**DATA PROVIDED:**
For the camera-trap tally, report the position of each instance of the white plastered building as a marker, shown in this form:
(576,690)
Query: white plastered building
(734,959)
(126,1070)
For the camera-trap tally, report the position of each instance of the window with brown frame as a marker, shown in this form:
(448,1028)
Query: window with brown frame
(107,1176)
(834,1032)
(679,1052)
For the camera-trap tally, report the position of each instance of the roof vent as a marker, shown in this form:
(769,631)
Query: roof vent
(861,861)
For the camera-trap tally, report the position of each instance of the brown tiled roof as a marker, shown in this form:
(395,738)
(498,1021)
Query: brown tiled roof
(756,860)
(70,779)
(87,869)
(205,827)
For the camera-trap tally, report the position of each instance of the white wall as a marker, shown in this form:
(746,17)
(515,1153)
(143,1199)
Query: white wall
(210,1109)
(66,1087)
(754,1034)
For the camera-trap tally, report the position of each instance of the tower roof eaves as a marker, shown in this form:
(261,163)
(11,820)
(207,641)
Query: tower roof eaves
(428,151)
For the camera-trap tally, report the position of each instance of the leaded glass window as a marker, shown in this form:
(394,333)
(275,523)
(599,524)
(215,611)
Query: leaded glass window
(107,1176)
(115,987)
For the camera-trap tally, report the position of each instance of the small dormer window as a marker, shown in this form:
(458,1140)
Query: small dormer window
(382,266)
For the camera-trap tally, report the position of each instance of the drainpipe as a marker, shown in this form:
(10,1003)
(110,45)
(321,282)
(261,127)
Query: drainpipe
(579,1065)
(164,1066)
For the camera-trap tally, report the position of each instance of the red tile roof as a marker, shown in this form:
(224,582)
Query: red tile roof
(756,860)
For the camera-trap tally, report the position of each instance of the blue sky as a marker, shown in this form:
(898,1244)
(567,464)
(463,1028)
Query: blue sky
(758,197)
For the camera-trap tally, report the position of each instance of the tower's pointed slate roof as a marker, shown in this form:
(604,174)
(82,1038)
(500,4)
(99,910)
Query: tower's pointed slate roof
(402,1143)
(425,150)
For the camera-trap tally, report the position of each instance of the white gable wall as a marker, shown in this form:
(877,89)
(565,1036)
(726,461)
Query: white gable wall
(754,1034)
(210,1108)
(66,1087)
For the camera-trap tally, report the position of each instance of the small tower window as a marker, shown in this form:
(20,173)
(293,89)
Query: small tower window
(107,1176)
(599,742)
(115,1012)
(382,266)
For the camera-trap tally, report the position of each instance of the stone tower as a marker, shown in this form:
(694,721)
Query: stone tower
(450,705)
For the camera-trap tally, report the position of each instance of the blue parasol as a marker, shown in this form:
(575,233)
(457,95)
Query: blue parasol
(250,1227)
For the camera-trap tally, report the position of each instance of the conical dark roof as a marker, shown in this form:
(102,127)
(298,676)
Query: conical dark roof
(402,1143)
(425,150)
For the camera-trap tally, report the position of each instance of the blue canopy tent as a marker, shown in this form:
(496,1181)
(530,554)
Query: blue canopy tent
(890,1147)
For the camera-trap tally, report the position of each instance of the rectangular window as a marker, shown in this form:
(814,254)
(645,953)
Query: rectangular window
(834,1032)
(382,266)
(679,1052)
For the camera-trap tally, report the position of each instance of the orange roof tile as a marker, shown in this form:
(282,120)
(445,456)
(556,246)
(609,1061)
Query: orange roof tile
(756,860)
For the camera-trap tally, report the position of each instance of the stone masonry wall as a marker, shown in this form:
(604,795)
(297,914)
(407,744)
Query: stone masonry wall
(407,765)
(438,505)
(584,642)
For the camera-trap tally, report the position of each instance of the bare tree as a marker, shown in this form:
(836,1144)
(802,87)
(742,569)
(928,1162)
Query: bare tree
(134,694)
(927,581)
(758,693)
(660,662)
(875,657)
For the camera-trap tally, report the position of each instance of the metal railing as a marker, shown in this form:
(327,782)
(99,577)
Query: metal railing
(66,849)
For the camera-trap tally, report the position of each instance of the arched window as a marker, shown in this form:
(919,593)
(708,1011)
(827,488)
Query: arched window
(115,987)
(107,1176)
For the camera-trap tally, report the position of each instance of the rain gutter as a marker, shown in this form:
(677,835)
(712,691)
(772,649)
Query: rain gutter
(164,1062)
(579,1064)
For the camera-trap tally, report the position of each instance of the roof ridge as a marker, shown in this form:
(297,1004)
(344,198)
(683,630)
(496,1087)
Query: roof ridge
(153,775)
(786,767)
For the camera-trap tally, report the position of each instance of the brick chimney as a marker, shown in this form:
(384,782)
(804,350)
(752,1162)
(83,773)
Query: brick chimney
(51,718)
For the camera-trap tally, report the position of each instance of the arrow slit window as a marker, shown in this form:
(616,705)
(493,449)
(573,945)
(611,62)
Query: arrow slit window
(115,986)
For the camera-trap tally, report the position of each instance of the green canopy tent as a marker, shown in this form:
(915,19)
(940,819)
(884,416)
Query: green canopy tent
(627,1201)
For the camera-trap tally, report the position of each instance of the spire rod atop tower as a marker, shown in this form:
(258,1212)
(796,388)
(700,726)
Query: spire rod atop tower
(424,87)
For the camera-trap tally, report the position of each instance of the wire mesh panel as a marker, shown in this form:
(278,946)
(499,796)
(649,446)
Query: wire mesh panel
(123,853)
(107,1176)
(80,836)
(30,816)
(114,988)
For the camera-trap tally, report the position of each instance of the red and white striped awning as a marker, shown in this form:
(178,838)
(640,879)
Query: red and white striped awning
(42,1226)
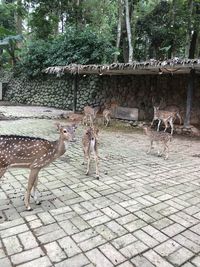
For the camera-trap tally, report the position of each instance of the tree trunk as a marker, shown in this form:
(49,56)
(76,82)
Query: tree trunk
(18,17)
(119,28)
(128,30)
(193,45)
(189,28)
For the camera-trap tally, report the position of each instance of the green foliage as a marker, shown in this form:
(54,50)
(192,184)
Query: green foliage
(10,45)
(81,47)
(7,22)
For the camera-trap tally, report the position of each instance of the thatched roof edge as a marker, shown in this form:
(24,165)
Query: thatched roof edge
(106,68)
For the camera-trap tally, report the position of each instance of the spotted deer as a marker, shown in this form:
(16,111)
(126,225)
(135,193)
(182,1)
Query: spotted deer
(33,153)
(158,137)
(90,146)
(177,112)
(90,115)
(165,116)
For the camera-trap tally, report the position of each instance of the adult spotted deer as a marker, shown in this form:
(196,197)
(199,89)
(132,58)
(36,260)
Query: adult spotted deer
(33,153)
(165,116)
(90,115)
(90,146)
(157,137)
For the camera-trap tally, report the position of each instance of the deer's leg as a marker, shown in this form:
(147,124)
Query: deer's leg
(88,165)
(151,145)
(166,148)
(179,116)
(107,121)
(172,125)
(166,125)
(85,156)
(158,150)
(97,164)
(158,128)
(2,171)
(31,180)
(35,195)
(91,121)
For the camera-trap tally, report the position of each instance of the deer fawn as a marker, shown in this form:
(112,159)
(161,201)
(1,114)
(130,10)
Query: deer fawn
(33,153)
(165,117)
(157,137)
(90,115)
(177,112)
(89,142)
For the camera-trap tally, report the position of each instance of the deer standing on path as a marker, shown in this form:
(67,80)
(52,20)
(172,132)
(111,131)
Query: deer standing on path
(33,153)
(90,115)
(157,137)
(90,146)
(165,117)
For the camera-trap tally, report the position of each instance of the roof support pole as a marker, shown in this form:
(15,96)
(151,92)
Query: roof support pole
(190,90)
(75,89)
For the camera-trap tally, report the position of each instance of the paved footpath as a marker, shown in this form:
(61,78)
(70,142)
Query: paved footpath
(144,211)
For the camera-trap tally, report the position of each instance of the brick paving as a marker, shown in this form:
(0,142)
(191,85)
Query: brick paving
(143,212)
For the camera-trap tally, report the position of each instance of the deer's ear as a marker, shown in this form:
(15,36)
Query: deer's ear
(74,125)
(57,125)
(97,131)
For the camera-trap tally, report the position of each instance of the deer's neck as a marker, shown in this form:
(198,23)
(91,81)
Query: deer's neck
(59,147)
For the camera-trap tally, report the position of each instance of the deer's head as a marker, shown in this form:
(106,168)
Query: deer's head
(67,132)
(92,133)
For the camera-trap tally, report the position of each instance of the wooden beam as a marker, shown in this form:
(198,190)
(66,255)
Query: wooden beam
(75,89)
(190,91)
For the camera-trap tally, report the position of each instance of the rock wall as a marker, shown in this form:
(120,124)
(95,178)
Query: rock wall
(128,91)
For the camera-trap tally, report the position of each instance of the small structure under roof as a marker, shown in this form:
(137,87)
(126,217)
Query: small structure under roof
(150,67)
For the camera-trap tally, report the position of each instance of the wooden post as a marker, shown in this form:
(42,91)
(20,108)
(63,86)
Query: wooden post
(75,87)
(190,90)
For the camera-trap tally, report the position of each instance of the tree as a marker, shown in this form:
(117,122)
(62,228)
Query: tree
(10,44)
(128,30)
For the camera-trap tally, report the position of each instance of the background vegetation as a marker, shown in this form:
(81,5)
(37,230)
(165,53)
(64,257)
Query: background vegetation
(41,33)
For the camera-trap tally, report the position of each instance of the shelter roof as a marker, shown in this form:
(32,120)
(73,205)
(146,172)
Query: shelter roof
(150,67)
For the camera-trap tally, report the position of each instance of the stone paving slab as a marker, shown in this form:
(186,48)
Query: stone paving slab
(143,212)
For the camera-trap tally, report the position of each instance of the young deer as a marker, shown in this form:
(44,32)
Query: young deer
(89,142)
(106,116)
(176,110)
(157,137)
(90,115)
(33,153)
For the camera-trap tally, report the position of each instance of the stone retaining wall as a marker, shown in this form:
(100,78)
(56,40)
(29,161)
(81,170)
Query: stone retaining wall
(128,91)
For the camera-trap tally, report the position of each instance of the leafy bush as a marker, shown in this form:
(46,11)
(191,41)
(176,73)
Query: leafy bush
(80,47)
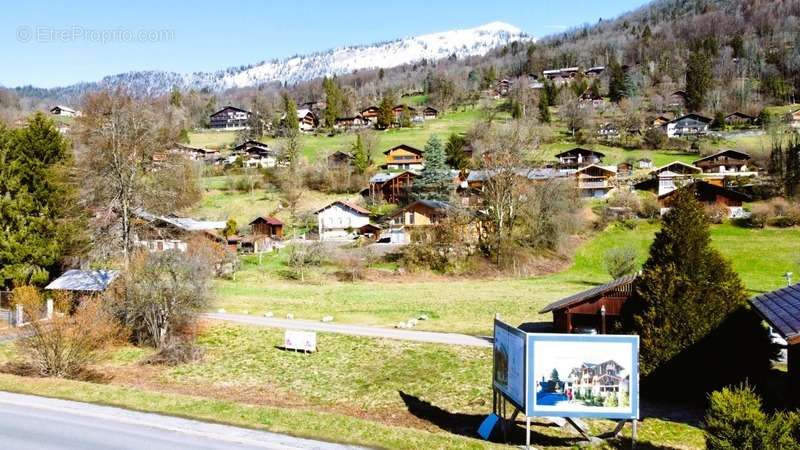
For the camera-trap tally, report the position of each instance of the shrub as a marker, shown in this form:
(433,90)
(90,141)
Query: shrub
(734,420)
(66,345)
(620,261)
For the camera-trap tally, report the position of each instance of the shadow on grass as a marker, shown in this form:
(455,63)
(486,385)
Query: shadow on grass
(467,425)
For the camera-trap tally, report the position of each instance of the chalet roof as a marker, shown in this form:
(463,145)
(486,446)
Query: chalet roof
(588,294)
(733,154)
(183,223)
(682,164)
(580,151)
(351,206)
(781,308)
(63,108)
(382,177)
(268,219)
(84,280)
(531,174)
(611,169)
(404,147)
(694,116)
(740,114)
(435,205)
(704,187)
(225,108)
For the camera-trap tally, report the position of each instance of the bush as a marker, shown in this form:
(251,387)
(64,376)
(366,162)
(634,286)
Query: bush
(621,261)
(66,345)
(655,138)
(735,420)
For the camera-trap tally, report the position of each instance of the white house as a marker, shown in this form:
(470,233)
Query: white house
(64,111)
(340,221)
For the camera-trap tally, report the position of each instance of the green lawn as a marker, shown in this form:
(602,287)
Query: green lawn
(468,305)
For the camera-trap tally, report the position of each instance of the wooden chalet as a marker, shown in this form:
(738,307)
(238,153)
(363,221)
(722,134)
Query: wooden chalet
(711,194)
(781,310)
(724,162)
(430,113)
(404,157)
(595,181)
(739,119)
(370,113)
(340,159)
(596,310)
(350,123)
(579,157)
(391,187)
(688,126)
(230,118)
(266,226)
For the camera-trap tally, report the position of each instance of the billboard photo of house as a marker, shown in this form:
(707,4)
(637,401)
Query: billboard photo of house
(583,376)
(509,362)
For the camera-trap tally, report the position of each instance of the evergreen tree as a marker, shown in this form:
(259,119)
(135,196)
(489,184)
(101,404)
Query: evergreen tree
(385,113)
(435,182)
(454,151)
(617,82)
(333,101)
(38,219)
(360,156)
(699,79)
(686,288)
(544,107)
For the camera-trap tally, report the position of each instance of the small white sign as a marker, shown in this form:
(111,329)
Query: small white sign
(300,340)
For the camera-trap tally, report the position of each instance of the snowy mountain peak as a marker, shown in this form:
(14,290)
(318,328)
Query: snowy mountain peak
(337,61)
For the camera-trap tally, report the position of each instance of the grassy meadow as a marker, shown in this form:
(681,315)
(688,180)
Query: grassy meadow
(465,305)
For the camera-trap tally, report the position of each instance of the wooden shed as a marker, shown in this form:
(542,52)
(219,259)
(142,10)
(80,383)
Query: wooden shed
(266,226)
(593,310)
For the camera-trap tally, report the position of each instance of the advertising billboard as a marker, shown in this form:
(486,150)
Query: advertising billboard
(573,375)
(509,362)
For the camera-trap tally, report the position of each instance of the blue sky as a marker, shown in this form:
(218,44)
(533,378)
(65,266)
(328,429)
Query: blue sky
(61,42)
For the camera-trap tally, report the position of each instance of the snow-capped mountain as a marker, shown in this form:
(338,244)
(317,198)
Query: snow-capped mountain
(466,42)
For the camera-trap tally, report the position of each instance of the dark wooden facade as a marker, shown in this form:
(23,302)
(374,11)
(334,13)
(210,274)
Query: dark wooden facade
(596,309)
(266,226)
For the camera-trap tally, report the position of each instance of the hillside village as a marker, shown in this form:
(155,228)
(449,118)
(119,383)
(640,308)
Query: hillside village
(329,258)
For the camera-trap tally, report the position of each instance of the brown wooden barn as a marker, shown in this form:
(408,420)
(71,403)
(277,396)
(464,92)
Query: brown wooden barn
(266,226)
(592,311)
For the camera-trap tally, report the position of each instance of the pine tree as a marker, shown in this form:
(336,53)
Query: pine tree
(686,288)
(435,182)
(385,111)
(38,220)
(617,82)
(454,151)
(544,107)
(698,78)
(360,156)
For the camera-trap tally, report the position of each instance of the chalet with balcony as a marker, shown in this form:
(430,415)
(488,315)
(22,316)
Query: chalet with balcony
(229,118)
(404,157)
(266,226)
(596,310)
(64,111)
(710,194)
(430,113)
(370,114)
(391,187)
(739,119)
(690,125)
(595,181)
(725,162)
(579,157)
(340,221)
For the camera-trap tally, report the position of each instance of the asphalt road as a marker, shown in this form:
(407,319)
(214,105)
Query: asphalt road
(353,330)
(30,422)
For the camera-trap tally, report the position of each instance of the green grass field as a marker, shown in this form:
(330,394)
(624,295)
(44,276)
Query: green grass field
(464,305)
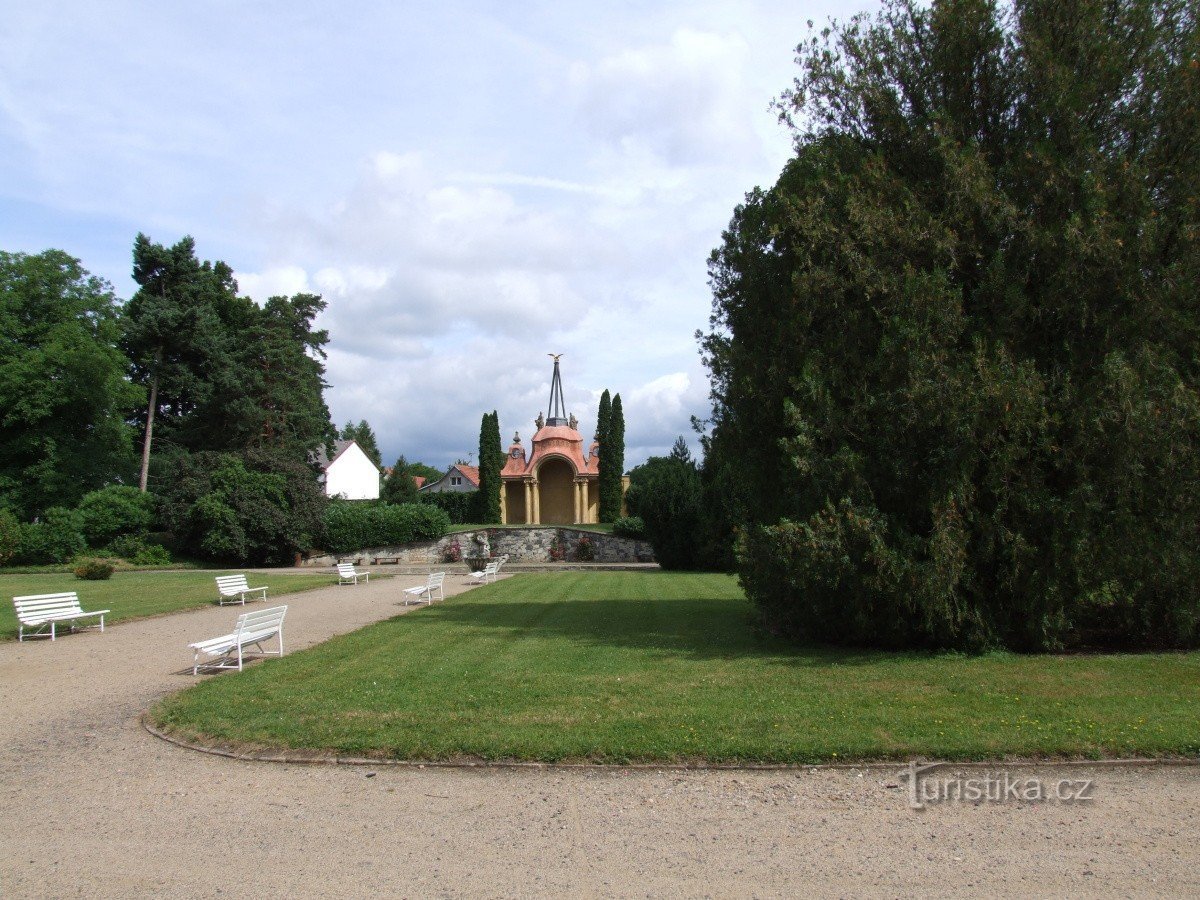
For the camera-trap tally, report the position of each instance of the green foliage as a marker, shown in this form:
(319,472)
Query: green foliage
(611,435)
(491,461)
(229,375)
(629,527)
(113,511)
(138,551)
(10,537)
(585,549)
(90,569)
(953,348)
(460,507)
(665,493)
(365,438)
(604,429)
(55,538)
(399,486)
(352,526)
(257,507)
(63,388)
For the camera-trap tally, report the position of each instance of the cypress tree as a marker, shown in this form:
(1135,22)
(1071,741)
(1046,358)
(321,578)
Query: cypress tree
(616,454)
(604,419)
(491,461)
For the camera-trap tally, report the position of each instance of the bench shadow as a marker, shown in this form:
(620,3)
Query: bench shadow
(697,628)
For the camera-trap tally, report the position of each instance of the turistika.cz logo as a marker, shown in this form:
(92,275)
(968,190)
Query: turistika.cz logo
(925,789)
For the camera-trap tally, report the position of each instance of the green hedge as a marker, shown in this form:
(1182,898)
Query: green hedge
(352,526)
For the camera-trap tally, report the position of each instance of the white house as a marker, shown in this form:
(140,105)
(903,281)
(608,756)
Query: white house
(349,474)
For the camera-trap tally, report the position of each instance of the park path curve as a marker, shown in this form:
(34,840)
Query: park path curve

**WHAT TO WORK ON:** Reproduce only those lines of the entries above that run from the line with "of the turistika.cz" to the final line.

**OUTPUT BELOW:**
For the camera-trap tally, report the position of each instance of the turistika.cz logo as a marker, shown in this form:
(92,275)
(968,190)
Query: turistika.cz logo
(925,789)
For the camera-trap tally, report the position of each instance of the green hedge as a marker, shown in this form:
(1182,898)
Query: green hedge
(352,526)
For the camera-trap tally, report the position of each instance of the white house as a marker, shown in this form:
(140,105)
(903,281)
(608,756)
Query: white house
(349,474)
For the camera-trap tally, report the position of each instance of the park path curve as a marker, shown in this form:
(34,840)
Query: park path curve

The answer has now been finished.